# PROBLEM DESCRIPTION
List each line of the data that holds the string "green".

-------- DATA --------

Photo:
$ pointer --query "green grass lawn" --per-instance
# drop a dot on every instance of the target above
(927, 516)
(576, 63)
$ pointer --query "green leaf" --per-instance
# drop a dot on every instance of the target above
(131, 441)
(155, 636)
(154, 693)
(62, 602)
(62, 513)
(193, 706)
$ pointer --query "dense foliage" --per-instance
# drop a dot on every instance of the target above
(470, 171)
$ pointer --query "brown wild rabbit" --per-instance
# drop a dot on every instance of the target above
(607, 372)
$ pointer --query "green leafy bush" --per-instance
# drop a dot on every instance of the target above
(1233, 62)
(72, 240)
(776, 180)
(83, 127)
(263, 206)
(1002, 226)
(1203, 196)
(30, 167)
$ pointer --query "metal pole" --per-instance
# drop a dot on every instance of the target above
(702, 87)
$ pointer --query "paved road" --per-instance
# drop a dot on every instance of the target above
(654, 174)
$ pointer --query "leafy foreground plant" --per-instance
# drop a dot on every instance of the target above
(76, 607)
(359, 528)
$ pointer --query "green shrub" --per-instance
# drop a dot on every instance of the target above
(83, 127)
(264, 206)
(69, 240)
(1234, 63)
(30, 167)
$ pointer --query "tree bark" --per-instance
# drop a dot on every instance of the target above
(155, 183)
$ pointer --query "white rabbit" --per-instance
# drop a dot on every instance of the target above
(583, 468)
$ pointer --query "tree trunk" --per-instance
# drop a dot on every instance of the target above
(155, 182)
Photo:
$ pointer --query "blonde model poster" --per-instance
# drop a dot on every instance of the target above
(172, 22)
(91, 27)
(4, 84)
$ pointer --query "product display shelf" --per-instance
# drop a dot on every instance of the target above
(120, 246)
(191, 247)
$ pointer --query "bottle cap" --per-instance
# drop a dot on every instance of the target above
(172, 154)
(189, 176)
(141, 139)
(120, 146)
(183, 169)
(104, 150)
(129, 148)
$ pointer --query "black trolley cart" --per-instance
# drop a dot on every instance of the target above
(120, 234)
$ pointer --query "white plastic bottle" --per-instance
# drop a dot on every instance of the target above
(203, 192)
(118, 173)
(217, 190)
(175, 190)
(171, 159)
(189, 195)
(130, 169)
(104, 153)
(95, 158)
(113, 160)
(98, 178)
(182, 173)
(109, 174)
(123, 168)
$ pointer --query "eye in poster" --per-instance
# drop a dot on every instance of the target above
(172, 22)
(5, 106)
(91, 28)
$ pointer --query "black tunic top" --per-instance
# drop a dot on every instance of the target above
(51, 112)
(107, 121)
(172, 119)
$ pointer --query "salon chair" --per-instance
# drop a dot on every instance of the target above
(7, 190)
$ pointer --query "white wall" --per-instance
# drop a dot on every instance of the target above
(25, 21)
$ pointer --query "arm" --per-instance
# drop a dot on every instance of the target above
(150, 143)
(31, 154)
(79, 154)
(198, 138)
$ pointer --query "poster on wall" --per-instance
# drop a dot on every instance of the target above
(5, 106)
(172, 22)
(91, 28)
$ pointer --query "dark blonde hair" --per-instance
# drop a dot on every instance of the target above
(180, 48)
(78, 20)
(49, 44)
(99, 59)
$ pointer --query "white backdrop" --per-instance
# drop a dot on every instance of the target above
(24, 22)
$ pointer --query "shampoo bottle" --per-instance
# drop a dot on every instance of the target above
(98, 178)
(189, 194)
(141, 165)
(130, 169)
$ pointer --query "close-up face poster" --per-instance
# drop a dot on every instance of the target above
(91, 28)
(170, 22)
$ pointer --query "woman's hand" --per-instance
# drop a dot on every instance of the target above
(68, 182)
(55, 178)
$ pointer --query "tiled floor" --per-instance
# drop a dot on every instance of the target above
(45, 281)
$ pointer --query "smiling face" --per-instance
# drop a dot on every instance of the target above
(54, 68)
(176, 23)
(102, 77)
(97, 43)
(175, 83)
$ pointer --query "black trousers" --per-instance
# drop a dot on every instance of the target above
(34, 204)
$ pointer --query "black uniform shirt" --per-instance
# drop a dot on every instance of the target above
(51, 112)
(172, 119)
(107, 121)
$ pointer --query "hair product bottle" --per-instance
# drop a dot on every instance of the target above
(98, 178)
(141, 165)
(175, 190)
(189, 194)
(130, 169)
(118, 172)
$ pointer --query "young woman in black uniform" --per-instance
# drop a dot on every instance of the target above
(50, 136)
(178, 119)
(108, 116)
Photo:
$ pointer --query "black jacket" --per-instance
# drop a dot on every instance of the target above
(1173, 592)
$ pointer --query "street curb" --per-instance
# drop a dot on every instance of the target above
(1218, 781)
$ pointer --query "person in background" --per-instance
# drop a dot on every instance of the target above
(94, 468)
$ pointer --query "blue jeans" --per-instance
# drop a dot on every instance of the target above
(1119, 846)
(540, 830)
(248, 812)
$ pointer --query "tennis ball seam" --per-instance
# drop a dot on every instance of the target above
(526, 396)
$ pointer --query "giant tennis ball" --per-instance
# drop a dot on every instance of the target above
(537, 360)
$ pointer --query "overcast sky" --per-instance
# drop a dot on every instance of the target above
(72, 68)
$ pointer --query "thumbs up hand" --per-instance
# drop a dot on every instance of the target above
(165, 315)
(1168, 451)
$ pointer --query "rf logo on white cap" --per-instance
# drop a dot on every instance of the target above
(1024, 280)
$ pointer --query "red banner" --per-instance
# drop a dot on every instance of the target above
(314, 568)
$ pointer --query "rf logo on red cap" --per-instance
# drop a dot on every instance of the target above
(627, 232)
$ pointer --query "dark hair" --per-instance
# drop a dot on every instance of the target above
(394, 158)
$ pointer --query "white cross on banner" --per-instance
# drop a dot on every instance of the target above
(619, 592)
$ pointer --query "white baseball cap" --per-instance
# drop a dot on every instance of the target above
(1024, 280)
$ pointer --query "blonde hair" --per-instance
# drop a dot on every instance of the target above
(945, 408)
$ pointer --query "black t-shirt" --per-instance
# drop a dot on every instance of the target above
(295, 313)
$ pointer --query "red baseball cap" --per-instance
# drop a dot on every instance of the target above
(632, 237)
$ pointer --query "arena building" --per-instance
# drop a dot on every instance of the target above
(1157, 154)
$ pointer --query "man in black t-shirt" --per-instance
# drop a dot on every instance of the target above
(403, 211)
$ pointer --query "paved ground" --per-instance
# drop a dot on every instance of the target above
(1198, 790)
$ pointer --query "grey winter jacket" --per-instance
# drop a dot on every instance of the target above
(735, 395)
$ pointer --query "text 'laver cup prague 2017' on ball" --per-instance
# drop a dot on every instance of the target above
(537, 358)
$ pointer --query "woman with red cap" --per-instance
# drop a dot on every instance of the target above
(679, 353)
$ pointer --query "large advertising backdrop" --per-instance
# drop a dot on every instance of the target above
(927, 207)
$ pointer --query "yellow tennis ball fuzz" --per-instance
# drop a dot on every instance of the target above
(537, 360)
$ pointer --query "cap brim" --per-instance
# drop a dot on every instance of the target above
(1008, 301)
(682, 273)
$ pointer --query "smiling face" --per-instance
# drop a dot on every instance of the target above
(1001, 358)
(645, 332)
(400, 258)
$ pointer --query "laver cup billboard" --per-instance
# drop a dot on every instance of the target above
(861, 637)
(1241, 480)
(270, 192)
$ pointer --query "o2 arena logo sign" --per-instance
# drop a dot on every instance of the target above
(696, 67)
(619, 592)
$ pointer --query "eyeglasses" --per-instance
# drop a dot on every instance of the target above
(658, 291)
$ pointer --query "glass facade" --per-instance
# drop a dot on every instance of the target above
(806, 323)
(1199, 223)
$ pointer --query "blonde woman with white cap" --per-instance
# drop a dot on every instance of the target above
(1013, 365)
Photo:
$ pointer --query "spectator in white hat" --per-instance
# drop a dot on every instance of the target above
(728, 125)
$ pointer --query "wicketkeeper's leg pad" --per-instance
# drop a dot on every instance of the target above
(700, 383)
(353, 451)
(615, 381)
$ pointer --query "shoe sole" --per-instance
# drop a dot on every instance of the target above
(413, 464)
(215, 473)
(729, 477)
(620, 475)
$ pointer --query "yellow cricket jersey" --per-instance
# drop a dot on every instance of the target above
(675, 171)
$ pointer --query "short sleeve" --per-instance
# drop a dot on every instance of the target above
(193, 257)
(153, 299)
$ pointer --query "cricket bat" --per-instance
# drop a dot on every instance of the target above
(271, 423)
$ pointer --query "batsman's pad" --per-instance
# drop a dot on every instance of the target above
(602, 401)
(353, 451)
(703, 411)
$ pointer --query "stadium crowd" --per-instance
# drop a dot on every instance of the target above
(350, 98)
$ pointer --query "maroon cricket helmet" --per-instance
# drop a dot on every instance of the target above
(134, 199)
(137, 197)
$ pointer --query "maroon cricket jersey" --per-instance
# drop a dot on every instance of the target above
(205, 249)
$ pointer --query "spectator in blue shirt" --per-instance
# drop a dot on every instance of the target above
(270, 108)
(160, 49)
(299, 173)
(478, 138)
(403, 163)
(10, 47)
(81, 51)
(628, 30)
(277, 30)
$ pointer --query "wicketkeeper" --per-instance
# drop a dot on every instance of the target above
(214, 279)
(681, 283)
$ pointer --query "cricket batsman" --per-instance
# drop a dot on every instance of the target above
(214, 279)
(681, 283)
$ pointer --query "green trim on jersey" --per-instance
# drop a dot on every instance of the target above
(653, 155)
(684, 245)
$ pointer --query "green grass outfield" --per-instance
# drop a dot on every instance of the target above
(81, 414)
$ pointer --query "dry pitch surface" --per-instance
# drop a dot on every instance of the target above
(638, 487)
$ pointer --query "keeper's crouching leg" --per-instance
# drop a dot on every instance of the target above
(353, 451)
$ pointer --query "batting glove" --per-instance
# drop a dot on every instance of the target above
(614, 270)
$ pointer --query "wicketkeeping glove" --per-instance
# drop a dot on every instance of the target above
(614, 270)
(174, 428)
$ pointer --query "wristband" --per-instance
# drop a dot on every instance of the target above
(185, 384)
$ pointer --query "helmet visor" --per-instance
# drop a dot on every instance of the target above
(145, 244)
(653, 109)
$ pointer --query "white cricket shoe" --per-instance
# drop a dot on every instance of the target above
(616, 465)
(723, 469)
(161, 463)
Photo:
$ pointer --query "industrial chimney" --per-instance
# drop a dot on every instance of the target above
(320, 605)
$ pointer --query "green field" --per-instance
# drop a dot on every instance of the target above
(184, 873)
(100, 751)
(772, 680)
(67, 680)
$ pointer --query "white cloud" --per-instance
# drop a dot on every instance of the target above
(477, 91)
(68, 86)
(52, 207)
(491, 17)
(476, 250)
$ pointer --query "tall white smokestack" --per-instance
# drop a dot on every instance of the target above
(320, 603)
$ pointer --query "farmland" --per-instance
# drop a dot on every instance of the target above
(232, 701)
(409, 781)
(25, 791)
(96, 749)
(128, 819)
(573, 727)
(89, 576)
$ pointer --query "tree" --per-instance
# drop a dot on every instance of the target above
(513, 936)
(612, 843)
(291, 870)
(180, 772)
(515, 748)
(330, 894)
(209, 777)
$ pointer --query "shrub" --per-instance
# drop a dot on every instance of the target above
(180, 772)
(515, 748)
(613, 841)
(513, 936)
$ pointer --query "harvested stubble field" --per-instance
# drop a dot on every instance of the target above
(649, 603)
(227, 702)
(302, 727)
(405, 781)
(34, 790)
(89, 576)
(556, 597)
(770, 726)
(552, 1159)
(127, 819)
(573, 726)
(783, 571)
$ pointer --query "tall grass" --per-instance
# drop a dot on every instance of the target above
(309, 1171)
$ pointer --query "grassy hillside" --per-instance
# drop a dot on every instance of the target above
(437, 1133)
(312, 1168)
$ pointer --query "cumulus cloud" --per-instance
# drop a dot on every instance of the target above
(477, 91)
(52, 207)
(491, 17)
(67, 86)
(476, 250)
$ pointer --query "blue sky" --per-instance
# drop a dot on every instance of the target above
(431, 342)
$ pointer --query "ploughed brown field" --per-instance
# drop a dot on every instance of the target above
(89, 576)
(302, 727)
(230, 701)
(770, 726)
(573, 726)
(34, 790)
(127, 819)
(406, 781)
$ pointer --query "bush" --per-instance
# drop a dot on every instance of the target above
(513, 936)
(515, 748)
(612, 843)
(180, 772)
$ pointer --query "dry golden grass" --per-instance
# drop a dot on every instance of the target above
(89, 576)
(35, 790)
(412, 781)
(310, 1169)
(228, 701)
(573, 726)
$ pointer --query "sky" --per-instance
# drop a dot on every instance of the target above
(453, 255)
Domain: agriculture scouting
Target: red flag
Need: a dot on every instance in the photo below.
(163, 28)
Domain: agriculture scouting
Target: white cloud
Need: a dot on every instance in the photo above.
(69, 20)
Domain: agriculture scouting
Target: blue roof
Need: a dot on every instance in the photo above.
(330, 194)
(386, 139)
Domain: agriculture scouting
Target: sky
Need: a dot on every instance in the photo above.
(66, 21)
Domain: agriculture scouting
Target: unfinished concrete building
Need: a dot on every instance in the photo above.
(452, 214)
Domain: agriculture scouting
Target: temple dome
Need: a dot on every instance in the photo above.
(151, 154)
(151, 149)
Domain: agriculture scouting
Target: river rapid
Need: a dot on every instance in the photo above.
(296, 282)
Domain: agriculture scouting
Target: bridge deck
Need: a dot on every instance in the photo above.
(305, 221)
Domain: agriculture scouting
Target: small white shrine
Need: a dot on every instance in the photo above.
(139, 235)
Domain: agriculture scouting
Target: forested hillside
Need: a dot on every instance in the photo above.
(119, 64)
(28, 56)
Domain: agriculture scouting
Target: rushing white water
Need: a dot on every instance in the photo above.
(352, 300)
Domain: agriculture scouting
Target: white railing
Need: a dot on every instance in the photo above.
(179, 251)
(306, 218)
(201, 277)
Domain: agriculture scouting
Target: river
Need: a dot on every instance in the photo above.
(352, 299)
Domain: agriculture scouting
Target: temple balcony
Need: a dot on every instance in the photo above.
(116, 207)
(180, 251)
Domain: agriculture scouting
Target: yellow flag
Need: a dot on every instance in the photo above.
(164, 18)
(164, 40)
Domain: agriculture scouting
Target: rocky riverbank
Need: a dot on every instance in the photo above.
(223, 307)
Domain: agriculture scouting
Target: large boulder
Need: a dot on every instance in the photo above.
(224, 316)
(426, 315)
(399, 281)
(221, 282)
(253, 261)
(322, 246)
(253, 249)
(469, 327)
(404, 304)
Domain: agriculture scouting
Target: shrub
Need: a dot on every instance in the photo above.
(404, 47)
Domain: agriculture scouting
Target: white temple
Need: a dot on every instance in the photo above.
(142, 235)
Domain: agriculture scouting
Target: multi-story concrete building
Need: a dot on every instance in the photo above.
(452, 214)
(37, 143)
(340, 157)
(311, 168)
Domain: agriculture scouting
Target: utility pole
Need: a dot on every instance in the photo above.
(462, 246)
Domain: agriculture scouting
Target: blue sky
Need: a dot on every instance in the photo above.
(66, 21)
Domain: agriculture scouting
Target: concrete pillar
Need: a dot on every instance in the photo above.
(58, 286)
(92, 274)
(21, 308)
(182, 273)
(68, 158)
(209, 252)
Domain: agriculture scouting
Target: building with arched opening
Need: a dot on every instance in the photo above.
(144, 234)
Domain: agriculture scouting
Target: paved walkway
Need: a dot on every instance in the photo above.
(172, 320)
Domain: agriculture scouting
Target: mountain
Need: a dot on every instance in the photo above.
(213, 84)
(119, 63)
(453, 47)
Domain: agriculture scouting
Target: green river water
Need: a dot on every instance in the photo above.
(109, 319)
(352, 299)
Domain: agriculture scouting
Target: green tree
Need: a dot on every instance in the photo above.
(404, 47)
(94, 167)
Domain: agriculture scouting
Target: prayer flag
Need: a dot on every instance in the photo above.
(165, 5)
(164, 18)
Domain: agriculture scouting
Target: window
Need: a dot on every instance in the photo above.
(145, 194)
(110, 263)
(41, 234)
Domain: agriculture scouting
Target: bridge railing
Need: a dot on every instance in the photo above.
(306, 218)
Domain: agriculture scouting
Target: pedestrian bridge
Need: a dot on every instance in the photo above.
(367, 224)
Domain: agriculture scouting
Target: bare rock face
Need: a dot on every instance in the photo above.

--------

# REPLY TO THE EXERCISE
$ pointer --query "green grass lawn" --per-instance
$ pointer --query "green leaf" --per-instance
$ pointer --query "green leafy bush" --per-instance
$ pointer --query "green shrub" --per-instance
$ pointer --query "green trim on jersey" --per-instance
$ pointer --query "green grass outfield" --per-instance
$ pointer --query "green field" --per-instance
Target: green river water
Target: green tree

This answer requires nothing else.